→ Materials provided:
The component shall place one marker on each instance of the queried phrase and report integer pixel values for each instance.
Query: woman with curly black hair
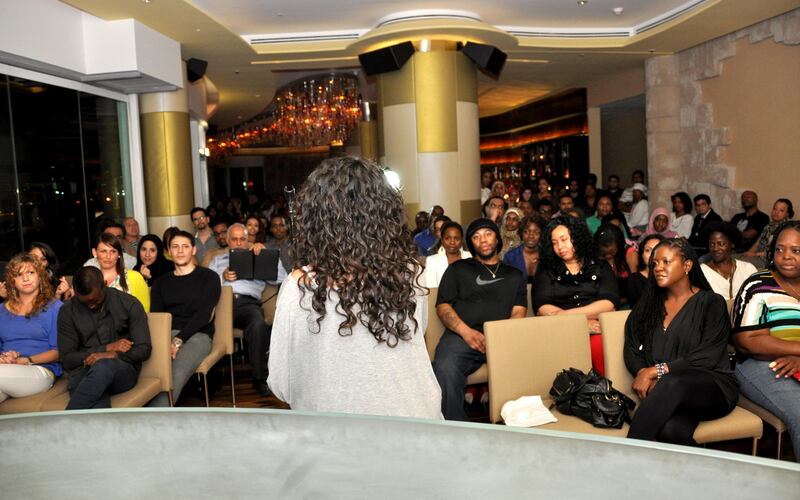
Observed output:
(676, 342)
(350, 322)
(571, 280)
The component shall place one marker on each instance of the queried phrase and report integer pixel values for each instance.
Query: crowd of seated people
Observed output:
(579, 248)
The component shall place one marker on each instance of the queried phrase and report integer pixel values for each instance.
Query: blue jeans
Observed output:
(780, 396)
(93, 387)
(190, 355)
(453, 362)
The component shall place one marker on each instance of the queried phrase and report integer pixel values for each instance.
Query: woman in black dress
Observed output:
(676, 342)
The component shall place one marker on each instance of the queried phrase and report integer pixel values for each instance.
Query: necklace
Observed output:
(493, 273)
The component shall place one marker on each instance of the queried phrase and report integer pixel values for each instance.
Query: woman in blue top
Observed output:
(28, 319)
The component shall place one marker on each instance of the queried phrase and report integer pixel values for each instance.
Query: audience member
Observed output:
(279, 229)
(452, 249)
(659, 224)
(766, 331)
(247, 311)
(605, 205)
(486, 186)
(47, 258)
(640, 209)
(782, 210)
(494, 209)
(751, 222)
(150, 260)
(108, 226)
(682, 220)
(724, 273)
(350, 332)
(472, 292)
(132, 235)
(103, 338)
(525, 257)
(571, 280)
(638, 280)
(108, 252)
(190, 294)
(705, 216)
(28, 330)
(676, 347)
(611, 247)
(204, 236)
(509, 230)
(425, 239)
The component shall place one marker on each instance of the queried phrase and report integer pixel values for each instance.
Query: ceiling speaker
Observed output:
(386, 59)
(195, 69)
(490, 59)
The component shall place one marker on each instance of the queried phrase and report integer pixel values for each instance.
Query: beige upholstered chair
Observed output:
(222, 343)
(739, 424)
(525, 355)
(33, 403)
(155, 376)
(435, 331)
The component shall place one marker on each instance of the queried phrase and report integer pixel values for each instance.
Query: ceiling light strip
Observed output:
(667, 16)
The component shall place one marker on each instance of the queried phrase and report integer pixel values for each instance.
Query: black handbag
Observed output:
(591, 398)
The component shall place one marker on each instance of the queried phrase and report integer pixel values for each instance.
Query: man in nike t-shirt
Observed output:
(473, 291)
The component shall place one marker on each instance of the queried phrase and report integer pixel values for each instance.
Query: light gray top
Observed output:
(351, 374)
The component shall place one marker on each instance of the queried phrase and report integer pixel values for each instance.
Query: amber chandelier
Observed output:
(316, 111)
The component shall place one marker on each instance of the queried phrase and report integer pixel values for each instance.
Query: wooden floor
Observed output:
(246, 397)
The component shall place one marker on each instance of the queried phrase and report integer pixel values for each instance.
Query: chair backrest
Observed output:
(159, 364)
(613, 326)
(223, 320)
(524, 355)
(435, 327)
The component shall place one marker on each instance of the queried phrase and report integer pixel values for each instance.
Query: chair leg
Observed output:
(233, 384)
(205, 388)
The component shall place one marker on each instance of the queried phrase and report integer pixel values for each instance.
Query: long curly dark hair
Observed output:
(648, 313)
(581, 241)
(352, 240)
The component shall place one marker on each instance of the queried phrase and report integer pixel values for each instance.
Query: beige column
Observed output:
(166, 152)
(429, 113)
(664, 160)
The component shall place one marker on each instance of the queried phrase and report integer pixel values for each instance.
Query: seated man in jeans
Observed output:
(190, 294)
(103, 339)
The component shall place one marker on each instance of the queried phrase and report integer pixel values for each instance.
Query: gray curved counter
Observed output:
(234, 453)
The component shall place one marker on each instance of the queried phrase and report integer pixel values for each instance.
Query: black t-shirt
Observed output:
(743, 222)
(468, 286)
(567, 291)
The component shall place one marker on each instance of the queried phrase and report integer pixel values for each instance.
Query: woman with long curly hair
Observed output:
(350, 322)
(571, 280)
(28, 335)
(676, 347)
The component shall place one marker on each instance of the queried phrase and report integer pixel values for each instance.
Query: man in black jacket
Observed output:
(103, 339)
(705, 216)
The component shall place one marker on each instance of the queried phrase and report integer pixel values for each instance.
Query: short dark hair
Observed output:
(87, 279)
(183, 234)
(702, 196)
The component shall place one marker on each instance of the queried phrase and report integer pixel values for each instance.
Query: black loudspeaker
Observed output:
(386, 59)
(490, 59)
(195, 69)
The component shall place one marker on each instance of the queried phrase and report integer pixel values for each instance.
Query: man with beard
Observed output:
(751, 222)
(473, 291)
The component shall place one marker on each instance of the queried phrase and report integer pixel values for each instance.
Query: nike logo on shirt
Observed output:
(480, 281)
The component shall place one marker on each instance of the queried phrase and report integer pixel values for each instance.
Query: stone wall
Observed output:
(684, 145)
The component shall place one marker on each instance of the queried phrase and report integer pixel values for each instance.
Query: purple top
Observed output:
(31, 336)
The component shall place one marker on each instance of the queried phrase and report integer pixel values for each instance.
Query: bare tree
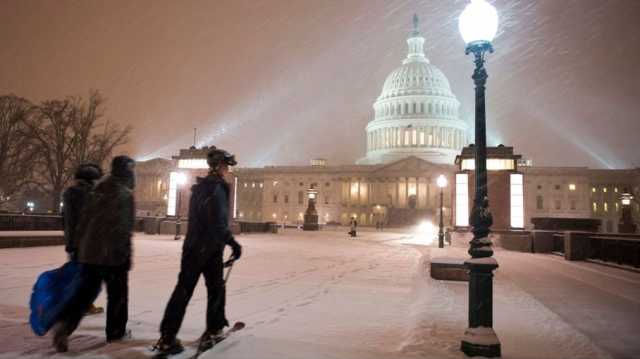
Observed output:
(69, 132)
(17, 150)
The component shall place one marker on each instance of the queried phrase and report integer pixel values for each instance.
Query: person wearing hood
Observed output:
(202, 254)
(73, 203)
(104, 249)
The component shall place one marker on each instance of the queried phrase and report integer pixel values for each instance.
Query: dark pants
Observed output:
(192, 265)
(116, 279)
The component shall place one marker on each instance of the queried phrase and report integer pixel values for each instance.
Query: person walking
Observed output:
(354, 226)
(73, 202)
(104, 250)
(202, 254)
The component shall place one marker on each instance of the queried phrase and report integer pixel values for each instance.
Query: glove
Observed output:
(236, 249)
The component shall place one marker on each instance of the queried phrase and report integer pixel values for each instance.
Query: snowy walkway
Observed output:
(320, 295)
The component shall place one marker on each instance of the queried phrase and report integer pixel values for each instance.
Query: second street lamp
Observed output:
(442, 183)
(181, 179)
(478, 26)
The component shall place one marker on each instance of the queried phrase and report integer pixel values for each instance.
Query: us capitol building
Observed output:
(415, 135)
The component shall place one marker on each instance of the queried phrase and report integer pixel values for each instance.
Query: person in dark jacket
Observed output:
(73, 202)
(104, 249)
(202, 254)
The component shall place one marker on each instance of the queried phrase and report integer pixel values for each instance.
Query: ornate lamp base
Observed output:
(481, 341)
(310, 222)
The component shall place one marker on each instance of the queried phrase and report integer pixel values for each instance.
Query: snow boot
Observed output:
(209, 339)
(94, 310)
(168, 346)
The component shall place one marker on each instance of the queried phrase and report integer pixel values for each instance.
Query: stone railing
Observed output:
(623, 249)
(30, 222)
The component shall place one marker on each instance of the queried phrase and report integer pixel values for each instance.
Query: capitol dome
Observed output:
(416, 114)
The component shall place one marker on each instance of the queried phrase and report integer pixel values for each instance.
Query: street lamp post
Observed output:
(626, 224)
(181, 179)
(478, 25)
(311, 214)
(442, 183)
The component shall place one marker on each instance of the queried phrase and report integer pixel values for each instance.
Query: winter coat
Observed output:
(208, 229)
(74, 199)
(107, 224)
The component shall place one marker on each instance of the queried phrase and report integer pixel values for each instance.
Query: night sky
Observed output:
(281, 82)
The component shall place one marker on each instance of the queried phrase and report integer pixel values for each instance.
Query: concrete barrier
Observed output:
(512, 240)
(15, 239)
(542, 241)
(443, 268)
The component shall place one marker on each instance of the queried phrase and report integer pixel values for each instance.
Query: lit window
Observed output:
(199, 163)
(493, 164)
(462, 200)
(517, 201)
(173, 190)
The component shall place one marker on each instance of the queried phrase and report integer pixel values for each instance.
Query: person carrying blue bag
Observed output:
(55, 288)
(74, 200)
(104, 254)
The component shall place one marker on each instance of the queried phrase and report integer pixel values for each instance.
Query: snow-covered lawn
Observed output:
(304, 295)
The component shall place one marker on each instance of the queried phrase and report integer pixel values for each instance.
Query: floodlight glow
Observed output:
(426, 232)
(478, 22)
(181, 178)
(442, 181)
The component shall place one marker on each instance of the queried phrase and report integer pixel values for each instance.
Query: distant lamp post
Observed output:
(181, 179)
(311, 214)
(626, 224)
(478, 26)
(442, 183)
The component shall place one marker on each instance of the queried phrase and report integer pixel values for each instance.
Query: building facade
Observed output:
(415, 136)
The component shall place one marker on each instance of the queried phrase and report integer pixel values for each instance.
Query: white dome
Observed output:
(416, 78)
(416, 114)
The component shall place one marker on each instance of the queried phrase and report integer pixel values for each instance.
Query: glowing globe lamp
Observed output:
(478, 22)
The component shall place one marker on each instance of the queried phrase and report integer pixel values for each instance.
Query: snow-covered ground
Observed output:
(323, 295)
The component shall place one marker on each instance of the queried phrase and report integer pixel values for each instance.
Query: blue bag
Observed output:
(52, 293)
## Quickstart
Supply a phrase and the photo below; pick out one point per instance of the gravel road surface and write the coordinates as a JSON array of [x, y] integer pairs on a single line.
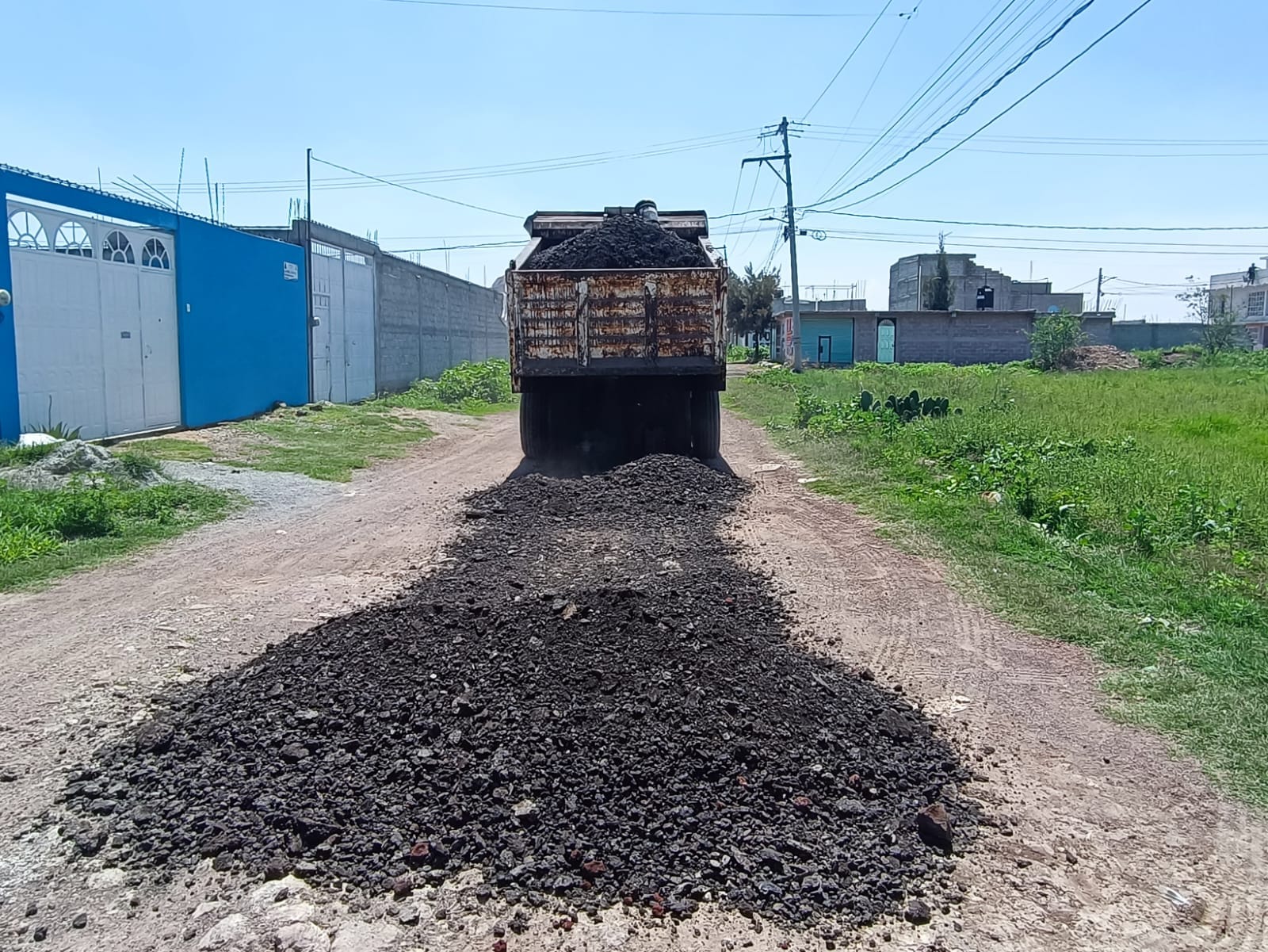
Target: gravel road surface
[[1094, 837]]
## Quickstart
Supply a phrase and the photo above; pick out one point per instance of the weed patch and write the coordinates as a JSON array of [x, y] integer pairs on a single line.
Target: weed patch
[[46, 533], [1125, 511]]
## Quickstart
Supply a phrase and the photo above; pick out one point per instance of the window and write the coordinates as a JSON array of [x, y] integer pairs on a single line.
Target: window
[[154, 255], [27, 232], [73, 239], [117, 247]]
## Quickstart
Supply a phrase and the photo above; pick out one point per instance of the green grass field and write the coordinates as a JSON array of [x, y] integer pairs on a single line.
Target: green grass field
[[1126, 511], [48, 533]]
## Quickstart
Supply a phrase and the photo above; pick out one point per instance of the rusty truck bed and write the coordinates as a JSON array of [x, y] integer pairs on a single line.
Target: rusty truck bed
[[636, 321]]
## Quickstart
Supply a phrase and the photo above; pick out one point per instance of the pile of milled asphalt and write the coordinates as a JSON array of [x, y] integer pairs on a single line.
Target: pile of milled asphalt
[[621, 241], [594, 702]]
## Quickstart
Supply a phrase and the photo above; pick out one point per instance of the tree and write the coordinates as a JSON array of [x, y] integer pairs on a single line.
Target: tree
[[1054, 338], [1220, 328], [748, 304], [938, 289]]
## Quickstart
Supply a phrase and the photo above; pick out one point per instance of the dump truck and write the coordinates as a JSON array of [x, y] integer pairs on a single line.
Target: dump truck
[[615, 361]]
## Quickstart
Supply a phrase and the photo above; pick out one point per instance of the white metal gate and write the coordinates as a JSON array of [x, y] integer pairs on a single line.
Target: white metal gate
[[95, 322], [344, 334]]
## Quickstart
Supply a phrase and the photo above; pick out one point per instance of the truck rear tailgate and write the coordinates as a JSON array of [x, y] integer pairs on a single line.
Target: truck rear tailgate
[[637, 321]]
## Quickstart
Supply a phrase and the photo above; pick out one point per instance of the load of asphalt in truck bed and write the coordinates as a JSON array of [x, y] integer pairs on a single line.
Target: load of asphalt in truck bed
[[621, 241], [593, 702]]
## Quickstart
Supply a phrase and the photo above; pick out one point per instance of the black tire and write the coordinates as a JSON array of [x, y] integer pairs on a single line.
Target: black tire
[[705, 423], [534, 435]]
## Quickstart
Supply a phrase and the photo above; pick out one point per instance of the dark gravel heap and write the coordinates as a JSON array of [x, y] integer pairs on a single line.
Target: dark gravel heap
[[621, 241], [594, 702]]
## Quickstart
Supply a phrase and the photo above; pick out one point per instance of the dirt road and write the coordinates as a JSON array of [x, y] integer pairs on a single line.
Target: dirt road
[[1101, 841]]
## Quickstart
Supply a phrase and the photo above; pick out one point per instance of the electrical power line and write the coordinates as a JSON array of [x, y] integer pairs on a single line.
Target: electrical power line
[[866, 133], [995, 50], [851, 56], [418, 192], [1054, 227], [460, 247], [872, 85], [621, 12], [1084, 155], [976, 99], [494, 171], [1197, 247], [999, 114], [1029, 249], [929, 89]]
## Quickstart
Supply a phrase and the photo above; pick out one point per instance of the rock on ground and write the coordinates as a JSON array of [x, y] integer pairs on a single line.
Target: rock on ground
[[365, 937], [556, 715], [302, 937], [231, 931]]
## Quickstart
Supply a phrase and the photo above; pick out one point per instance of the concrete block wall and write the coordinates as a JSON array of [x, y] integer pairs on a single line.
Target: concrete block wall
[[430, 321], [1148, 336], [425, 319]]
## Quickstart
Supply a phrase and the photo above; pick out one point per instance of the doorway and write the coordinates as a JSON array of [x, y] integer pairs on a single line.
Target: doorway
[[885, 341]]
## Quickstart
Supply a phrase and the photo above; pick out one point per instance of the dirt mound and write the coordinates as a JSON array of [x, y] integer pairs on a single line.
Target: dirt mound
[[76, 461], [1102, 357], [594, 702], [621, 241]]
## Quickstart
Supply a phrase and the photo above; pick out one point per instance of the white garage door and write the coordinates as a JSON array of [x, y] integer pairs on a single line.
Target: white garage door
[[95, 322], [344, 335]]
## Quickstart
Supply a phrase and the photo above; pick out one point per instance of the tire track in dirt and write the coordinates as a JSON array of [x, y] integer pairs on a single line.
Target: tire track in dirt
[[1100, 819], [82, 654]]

→ What is required: Print every line from the one that contains "of the tire" to the end of the records, exactly as written, and nothing more.

→ Answer to this task:
Supply a phrase and the photo above; pick out one point per instance of the tire track in dirt and write the coordinates as a JSON array of [x, y] integer pairs on a single line.
Target: tire track in dirt
[[1100, 819], [82, 654]]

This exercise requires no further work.